■ Segmentation data:
* * * * *
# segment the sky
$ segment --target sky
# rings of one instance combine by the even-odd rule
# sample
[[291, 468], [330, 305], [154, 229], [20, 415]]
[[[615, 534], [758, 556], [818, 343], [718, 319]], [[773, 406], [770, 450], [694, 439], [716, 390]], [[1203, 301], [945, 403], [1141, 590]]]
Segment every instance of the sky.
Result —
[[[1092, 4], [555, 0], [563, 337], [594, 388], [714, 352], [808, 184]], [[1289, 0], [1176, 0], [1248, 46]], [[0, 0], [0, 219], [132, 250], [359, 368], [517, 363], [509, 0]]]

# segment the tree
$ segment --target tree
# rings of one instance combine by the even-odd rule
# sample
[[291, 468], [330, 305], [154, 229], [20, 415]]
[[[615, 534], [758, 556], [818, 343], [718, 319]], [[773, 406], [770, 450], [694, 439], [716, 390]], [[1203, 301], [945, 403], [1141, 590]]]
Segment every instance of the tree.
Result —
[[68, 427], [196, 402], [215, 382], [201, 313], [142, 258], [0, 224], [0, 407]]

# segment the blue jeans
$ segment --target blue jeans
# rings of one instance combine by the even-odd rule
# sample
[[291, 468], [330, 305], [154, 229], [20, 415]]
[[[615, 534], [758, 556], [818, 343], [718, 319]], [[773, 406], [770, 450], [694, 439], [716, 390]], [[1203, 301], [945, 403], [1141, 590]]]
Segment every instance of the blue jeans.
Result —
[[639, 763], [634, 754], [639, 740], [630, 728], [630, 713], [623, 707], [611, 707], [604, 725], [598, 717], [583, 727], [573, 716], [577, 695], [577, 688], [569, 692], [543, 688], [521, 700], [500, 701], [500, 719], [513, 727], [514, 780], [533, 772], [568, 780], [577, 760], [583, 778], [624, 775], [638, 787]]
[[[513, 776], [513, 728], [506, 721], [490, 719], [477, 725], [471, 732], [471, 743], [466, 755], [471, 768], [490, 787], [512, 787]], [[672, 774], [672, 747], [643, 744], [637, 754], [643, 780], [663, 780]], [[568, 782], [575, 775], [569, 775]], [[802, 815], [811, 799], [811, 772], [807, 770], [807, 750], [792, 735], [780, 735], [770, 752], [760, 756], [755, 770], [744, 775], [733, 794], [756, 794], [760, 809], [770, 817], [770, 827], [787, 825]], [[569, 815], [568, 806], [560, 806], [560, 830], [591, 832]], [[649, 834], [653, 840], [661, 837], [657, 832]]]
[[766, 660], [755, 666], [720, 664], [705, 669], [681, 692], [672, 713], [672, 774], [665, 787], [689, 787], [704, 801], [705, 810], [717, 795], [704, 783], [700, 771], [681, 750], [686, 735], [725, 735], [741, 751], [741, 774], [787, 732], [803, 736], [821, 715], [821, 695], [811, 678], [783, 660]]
* * * * *
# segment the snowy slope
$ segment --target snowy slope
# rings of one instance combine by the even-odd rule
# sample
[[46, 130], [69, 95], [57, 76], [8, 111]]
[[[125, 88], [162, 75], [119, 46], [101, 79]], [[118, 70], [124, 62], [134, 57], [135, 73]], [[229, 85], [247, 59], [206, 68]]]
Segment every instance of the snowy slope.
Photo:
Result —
* * * * *
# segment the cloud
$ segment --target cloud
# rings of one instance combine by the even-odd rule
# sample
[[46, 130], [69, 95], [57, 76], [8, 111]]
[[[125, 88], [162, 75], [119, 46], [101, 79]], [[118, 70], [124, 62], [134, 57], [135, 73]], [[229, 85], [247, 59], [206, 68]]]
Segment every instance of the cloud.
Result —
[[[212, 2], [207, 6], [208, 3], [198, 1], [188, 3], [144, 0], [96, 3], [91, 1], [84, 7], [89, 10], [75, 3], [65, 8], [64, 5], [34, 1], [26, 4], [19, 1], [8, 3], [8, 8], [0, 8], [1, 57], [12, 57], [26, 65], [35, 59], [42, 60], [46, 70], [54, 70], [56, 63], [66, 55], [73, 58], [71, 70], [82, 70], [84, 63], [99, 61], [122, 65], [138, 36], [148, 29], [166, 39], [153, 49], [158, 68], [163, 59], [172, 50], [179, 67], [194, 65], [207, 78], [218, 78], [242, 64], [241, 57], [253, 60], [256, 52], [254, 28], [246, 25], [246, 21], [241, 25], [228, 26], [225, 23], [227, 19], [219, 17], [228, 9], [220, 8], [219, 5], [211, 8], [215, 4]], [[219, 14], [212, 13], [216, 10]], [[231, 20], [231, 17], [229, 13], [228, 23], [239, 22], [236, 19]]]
* * * * *
■ Given exercise: Substitute "merge" for "combine" in the lines starting at the one containing "# segment the sky" and ending at the one containing "224], [0, 407]]", and give those lines again with everything else unchanged.

■ Output:
# segment the sky
$ segment --target sky
# rings of one instance merge by the even-odd rule
# sample
[[291, 468], [330, 305], [154, 229], [20, 415]]
[[[615, 534], [758, 556], [818, 343], [718, 319]], [[773, 406], [770, 450], [694, 439], [716, 390]], [[1203, 301], [945, 403], [1141, 590]]]
Segment every instance of the sky.
Result —
[[[1092, 4], [555, 0], [563, 337], [594, 388], [714, 352], [808, 184]], [[1289, 0], [1176, 0], [1248, 46]], [[0, 0], [0, 219], [132, 250], [359, 368], [517, 363], [509, 0]]]

# segment the tree
$ segment --target tree
# rings of one instance merge by the even-odd rule
# sample
[[291, 468], [330, 305], [154, 229], [20, 415]]
[[[615, 534], [758, 556], [818, 343], [718, 319]], [[773, 406], [770, 450], [694, 439], [716, 390]], [[1203, 301], [945, 403], [1141, 590]]]
Segment every instance of the tree.
Result —
[[68, 427], [196, 402], [215, 382], [201, 313], [142, 258], [0, 224], [0, 407]]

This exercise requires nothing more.